Il s’agit ici de deux excellentes illustrations représentatives d’un capitalisme responsable.
De nombreux autres exemples ont été cités lors des Rencontres du Capitalisme Responsable parmi lesquels l’engagement de Monsieur Perrier, président d’un des plus grands asset manager mondiaux, en faveur d’un capitalisme plus responsable et ses missions conduites pour le gouvernement français qui montrent la voix. Ou encore, les quatre entreprises lauréates des Grands Prix de l’Assemblée Générale et de la Mixité 2022, Schneider Electric, FDJ, Michelin, L’Oréal, qui témoignent du fait que le nouveau capitalisme ne consiste plus simplement en une recherche du profit à court terme. Bien qu’elle soit toujours présente, il s’agit aussi pour les entreprises de prendre davantage en considération les limites de nos ressources naturelles, les enjeux climatiques, les enjeux de développement des individus qui sont dans nos entreprises, les enjeux d’inclusion. Ce dernier point a été particulièrement évoqué ce matin sous l’angle de la mixité mais il existe de nombreuses autres formes d’inclusion qui nécessitent qu’on y travaille en profondeur. Enfin il faut également tenir compte des enjeux de réduction des inégalités sociales.
Toutes les bonnes pratiques et avancées évoquées ce matin me font dire que nous allons dans la bonne direction.
Mais, comment pourrait-on aller plus loin, en faire plus ?
Le premier objectif serait de mieux rendre compte. Il y a toujours ce débat – en particulier dans le monde de la finance – autour du greenwashing. Il faut mettre en place des indicateurs RSE indiscutables. Un certain nombre de projets en cours vont demander aux entreprises de fournir davantage d’information tels que :
- La taxonomie
- La SFDR pour les entreprises financières
- La CSRD votée par l’UE la semaine dernière.

- [Données fournies]:
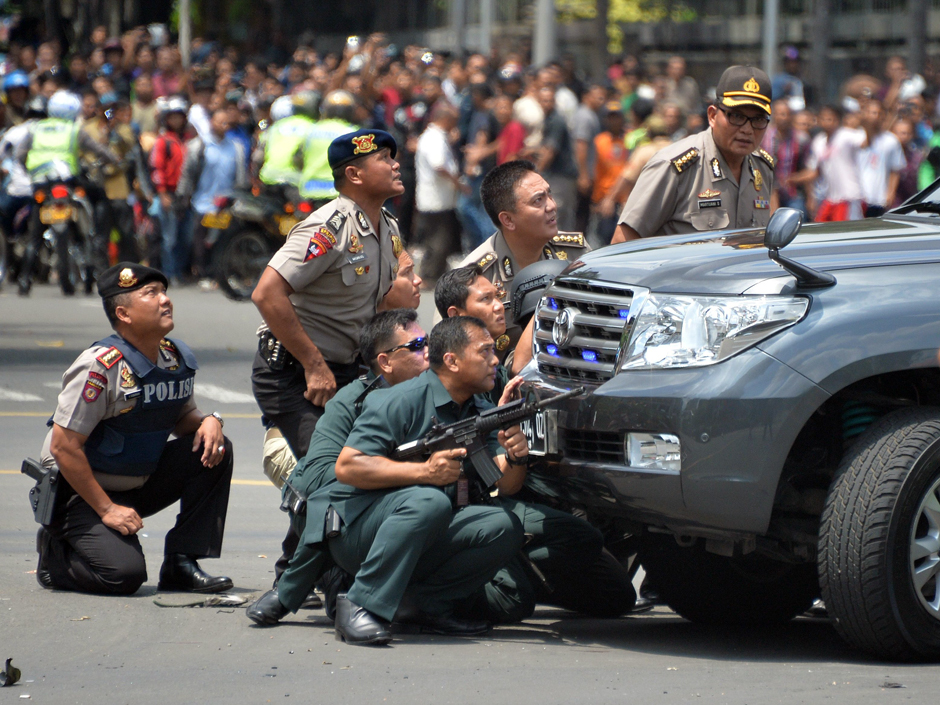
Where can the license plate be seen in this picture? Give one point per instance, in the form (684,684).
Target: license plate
(287,222)
(58,213)
(217,220)
(535,429)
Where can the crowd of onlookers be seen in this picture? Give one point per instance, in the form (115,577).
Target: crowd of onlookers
(454,118)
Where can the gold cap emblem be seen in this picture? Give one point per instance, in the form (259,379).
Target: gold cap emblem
(126,278)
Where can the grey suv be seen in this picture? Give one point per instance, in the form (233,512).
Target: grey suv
(767,428)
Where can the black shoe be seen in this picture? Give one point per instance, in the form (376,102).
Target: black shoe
(43,576)
(334,581)
(446,626)
(181,572)
(267,610)
(311,602)
(356,625)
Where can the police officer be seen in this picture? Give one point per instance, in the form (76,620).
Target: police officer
(285,143)
(120,401)
(336,118)
(322,287)
(416,547)
(719,178)
(395,347)
(519,201)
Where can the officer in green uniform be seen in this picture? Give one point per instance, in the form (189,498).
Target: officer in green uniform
(520,203)
(416,547)
(396,348)
(579,574)
(717,179)
(337,114)
(285,143)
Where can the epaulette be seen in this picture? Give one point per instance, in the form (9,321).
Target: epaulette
(335,222)
(763,154)
(487,260)
(685,160)
(569,239)
(109,358)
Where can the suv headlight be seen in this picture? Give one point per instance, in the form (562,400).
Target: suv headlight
(692,331)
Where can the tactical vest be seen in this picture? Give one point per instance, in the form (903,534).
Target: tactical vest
(284,139)
(132,443)
(317,178)
(54,139)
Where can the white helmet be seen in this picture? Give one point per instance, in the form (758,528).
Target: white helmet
(64,105)
(281,108)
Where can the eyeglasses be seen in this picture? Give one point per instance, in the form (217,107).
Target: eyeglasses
(758,122)
(412,345)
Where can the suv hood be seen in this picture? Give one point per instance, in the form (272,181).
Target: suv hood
(733,261)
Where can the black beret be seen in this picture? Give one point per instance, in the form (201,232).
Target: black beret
(744,85)
(357,144)
(127,276)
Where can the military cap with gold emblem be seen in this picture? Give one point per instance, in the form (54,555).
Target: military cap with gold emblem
(360,143)
(744,85)
(127,276)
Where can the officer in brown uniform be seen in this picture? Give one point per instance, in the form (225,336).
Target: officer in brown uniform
(321,288)
(519,201)
(717,179)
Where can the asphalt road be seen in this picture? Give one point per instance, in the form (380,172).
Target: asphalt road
(86,649)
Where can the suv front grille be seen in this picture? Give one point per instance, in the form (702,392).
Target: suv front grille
(593,446)
(596,315)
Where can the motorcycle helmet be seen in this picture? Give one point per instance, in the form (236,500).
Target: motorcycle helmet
(306,103)
(15,79)
(64,105)
(281,108)
(36,107)
(338,105)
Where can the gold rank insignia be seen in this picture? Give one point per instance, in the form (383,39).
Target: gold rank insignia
(126,278)
(128,380)
(507,268)
(354,244)
(685,160)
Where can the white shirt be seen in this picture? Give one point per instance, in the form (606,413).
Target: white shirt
(434,193)
(875,163)
(836,160)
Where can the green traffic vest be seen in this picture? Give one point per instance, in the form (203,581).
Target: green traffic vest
(54,139)
(317,178)
(283,140)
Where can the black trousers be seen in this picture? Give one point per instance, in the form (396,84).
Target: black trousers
(280,396)
(86,556)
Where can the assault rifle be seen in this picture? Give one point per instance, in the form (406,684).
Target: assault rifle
(471,434)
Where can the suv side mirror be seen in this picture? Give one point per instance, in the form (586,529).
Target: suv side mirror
(784,225)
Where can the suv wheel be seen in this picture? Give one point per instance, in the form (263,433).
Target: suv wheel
(715,590)
(880,537)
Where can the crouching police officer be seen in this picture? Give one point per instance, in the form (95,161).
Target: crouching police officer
(120,401)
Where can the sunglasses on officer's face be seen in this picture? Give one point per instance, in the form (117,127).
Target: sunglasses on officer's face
(412,345)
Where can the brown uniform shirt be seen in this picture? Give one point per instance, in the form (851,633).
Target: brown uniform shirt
(688,188)
(339,269)
(499,266)
(92,392)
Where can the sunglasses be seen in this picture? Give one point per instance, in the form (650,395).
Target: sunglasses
(412,345)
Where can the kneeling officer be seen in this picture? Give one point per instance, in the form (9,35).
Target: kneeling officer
(120,401)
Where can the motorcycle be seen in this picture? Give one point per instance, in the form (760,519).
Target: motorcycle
(246,230)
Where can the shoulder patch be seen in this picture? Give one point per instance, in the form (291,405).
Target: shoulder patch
(335,222)
(763,154)
(569,239)
(487,260)
(685,160)
(109,358)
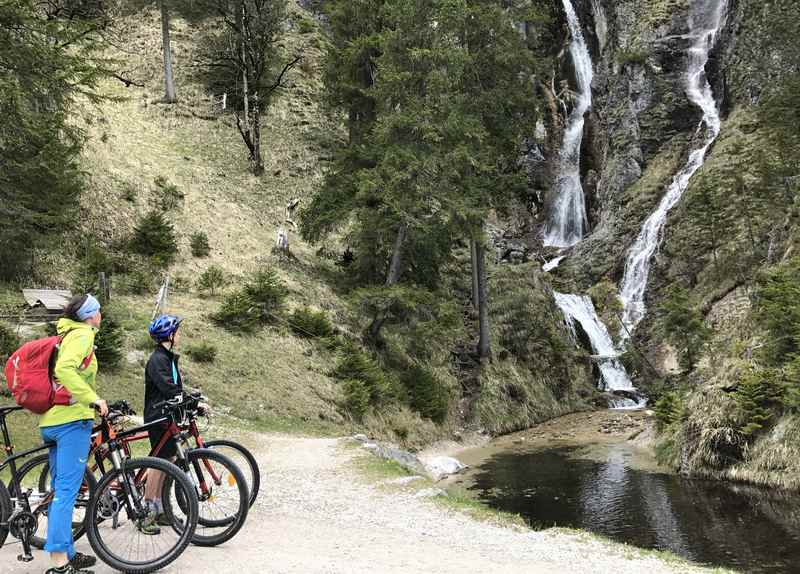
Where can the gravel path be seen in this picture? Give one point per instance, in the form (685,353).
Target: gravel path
(317,515)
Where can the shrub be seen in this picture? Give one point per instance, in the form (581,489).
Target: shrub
(356,397)
(108,343)
(202,352)
(199,244)
(154,237)
(758,395)
(668,409)
(427,395)
(306,322)
(355,364)
(170,196)
(137,282)
(777,309)
(257,303)
(632,57)
(212,280)
(9,342)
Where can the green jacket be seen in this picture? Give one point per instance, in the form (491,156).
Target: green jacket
(78,342)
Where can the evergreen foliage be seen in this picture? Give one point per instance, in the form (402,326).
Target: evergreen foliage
(777,309)
(308,323)
(669,409)
(356,397)
(758,395)
(109,342)
(199,244)
(354,364)
(438,98)
(48,57)
(212,280)
(154,237)
(684,327)
(427,394)
(257,303)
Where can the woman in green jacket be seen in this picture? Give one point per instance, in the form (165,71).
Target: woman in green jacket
(70,428)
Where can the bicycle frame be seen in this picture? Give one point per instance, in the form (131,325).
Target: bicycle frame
(20,500)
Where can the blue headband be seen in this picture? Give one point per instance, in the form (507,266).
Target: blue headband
(89,308)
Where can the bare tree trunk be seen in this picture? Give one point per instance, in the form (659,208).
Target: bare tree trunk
(255,131)
(169,82)
(374,329)
(474,258)
(243,58)
(484,346)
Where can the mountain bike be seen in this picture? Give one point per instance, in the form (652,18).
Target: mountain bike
(114,507)
(24,504)
(117,509)
(219,485)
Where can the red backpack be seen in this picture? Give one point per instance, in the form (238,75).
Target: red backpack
(29,374)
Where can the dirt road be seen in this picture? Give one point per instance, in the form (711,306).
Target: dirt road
(317,515)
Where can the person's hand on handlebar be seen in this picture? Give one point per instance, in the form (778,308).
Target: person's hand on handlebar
(101,406)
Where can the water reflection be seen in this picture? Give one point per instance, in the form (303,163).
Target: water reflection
(708,522)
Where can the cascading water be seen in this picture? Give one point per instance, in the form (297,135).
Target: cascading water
(579,308)
(567,223)
(705,20)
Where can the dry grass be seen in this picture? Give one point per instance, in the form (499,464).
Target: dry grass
(272,378)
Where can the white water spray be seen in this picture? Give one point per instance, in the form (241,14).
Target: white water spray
(567,223)
(579,308)
(705,20)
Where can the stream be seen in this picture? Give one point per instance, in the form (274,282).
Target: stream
(612,489)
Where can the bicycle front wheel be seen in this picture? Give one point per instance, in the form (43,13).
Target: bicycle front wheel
(34,476)
(120,528)
(5,512)
(221,491)
(244,460)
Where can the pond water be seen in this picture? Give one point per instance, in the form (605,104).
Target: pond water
(713,523)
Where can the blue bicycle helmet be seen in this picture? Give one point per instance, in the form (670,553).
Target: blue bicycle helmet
(163,327)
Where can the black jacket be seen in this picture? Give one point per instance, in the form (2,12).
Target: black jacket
(159,381)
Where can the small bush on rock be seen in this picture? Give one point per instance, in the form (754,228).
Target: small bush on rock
(257,303)
(356,398)
(426,393)
(212,280)
(154,237)
(199,244)
(202,352)
(305,322)
(9,342)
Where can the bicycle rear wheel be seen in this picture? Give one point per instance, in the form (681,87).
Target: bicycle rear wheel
(117,511)
(222,493)
(244,460)
(34,476)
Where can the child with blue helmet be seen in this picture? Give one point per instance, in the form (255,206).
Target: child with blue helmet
(162,381)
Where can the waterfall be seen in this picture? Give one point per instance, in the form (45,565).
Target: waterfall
(579,308)
(705,20)
(567,223)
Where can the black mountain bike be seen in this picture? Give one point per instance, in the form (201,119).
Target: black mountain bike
(114,508)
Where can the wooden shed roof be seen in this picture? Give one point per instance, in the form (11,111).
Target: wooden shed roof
(50,299)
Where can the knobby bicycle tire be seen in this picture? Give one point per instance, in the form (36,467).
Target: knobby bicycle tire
(87,489)
(95,518)
(5,512)
(255,484)
(224,528)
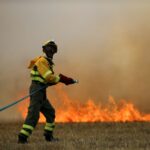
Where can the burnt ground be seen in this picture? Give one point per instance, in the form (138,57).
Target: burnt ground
(81,136)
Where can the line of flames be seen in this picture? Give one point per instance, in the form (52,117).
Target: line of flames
(76,111)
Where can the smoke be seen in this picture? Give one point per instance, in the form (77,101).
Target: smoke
(104,44)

- [Consignes]:
1: Répondez brièvement à ces questions sur le texte sur le capitalisme responsable.
(a) Quelles sont les quatre entreprises lauréates des Grands Prix de l'Assemblée Générale et de la Mixité 2022 ?
(b) Quel serait le premier objectif pour aller plus loin ?
(c) Quel texte l'UE a-t-elle voté la semaine dernière ?
2: Rédigez la suite du texte sur le capitalisme responsable en partant de sa dernière phrase.
Les données n'ont aucun lien avec le texte sur le capitalisme responsable.

- [Réponses]:
1:
(a) Schneider Electric, FDJ, Michelin et L'Oréal.
(b) Mieux rendre compte.
(c) La CSRD.

2:
Quelques précisions sur ce dernier point. 55 000 entreprises en Europe vont devoir – à partir de 2025 – faire un reporting d’un ensemble de KPI normés. Tout un travail de normalisation comptable est mené à marche forcée pour permettre un reporting incontestable et irréprochable. Ce afin de clore le débat sur le greenwashing. Beaucoup de ressources vont être nécessaires et j’appelle les jeunes à s’engager à nos côtés dans cette transformation.
Le second objectif évoqué ce matin lors d’une table-ronde est un meilleur partage de la valeur. Sujet d’actualité qui fait lui aussi débat et ajoute au scepticisme de la capacité de notre modèle de capitalisme à devenir véritablement durable.
Le partage de la valeur n’est pas seulement le rapport entre capital et travail. Celui-ci passe aussi bien par la rémunération des dirigeants que par la manière de payer ses impôts. Comment redonne-t-on à la société ? Comment redonne-t-on à des associations ? Comment redonne-t-on à des fondations ? C’est un partage plus global qu’il faut aujourd’hui considérer.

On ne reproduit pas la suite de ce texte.